The full listing should be set down again without a single alteration.
┏━━
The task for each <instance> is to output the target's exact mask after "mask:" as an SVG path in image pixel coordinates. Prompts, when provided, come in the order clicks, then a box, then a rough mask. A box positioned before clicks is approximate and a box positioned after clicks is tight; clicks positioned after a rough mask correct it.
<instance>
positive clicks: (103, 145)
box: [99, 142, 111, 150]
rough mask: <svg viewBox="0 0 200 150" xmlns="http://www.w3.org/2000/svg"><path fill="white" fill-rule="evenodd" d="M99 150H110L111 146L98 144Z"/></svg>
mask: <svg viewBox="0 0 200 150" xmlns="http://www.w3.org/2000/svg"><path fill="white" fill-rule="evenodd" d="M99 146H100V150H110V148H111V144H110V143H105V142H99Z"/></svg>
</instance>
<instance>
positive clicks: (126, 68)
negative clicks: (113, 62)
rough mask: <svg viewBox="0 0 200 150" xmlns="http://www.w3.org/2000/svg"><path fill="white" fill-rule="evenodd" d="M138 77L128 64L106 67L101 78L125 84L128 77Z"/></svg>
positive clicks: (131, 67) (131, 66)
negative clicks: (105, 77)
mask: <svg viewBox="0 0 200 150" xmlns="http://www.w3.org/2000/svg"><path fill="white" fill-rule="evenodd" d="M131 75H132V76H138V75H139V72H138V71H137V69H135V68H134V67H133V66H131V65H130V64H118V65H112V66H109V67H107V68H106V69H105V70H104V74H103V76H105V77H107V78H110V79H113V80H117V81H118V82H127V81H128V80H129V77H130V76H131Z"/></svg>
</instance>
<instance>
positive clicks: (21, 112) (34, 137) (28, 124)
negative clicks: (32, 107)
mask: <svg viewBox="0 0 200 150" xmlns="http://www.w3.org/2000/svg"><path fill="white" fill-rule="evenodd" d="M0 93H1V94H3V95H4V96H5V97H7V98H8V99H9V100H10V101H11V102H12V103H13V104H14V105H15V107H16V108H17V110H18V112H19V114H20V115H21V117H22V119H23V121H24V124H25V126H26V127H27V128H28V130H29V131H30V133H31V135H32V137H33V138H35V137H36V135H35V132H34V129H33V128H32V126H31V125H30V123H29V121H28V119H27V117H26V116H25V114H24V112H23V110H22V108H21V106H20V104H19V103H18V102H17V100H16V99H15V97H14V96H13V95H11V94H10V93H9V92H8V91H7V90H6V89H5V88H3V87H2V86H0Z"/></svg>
┗━━
Result of this exercise.
The task for each <instance> is to output the target's exact mask after "mask:" as an SVG path in image pixel coordinates. Prompts, when provided, come in the order clicks, then a box, then a rough mask. A box positioned before clicks is approximate and a box positioned after clicks is tight; clicks positioned after a rough mask correct it.
<instance>
positive clicks: (103, 145)
box: [99, 142, 111, 150]
rough mask: <svg viewBox="0 0 200 150" xmlns="http://www.w3.org/2000/svg"><path fill="white" fill-rule="evenodd" d="M99 150H110L111 146L98 144Z"/></svg>
mask: <svg viewBox="0 0 200 150" xmlns="http://www.w3.org/2000/svg"><path fill="white" fill-rule="evenodd" d="M99 146H100V150H110V148H111V144H110V143H105V142H99Z"/></svg>
</instance>
<instance>
positive clicks: (126, 68)
negative clicks: (113, 62)
rough mask: <svg viewBox="0 0 200 150" xmlns="http://www.w3.org/2000/svg"><path fill="white" fill-rule="evenodd" d="M138 77L128 64L106 67L101 78L125 84L128 77Z"/></svg>
positive clicks: (131, 67) (131, 66)
negative clicks: (105, 77)
mask: <svg viewBox="0 0 200 150" xmlns="http://www.w3.org/2000/svg"><path fill="white" fill-rule="evenodd" d="M131 75H132V76H138V75H139V72H138V71H137V69H135V68H134V67H133V66H131V65H130V64H118V65H112V66H109V67H107V68H106V69H105V70H104V74H103V76H105V77H107V78H110V79H113V80H117V81H118V82H127V81H128V80H129V77H130V76H131Z"/></svg>
</instance>
<instance>
positive clicks: (21, 112) (34, 137) (28, 124)
negative clicks: (32, 107)
mask: <svg viewBox="0 0 200 150" xmlns="http://www.w3.org/2000/svg"><path fill="white" fill-rule="evenodd" d="M0 93H1V94H3V95H4V96H5V97H7V98H8V99H9V100H10V101H11V102H12V103H13V104H14V105H15V107H16V108H17V110H18V112H19V114H20V115H21V117H22V119H23V121H24V124H25V126H26V127H27V128H28V130H29V131H30V133H31V135H32V137H33V138H35V137H36V135H35V132H34V129H33V128H32V126H31V125H30V123H29V121H28V119H27V117H26V116H25V114H24V112H23V110H22V108H21V106H20V104H19V103H18V102H17V100H16V99H15V97H14V96H13V95H11V94H10V93H9V92H8V91H7V90H6V89H5V88H3V87H2V86H0Z"/></svg>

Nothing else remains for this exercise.